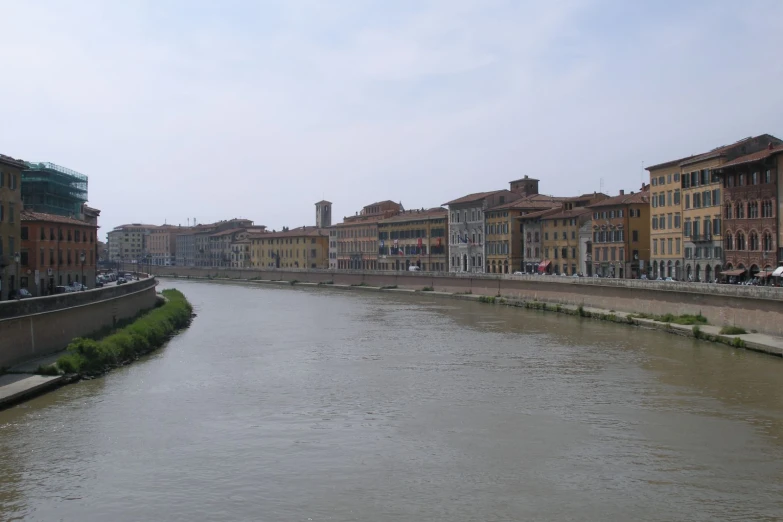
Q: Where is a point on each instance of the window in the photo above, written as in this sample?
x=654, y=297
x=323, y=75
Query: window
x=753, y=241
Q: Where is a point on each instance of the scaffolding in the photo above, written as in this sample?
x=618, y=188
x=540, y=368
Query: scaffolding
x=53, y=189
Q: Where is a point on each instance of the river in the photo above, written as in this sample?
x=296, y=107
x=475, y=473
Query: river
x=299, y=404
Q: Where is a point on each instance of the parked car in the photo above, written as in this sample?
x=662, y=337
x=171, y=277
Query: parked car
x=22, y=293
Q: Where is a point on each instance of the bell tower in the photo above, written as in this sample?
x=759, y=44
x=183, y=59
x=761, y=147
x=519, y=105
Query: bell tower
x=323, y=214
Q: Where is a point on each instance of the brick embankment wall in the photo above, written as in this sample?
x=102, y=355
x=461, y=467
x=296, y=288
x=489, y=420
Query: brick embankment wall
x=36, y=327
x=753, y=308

(Problem to work on):
Write out the lines from the start of the material to the line with "x=102, y=355", inclusive and exactly. Skip the pictures.

(Answer space):
Q: Where is a point on each instance of the window in the photo above, written as in this sample?
x=654, y=297
x=323, y=75
Query: window
x=753, y=241
Q: Where is a point on each instance of the scaffolding in the photo above, written as in this sample?
x=618, y=188
x=540, y=368
Query: scaffolding
x=53, y=189
Q: Where is a point on each instance of the river in the photo above, written as in this sample?
x=296, y=107
x=475, y=473
Query: river
x=299, y=404
Q: Where is a point on each instance of the parked car in the photo above, written as in this sample?
x=662, y=337
x=171, y=277
Query: parked car
x=22, y=293
Q: Where is a point on each instance of the bell tower in the photo above, written as in this sample?
x=759, y=44
x=183, y=59
x=761, y=147
x=519, y=105
Query: bell tower
x=323, y=214
Q: Where is a point on each instance of the brick embankment wall in the photo above, written as in this sample?
x=102, y=355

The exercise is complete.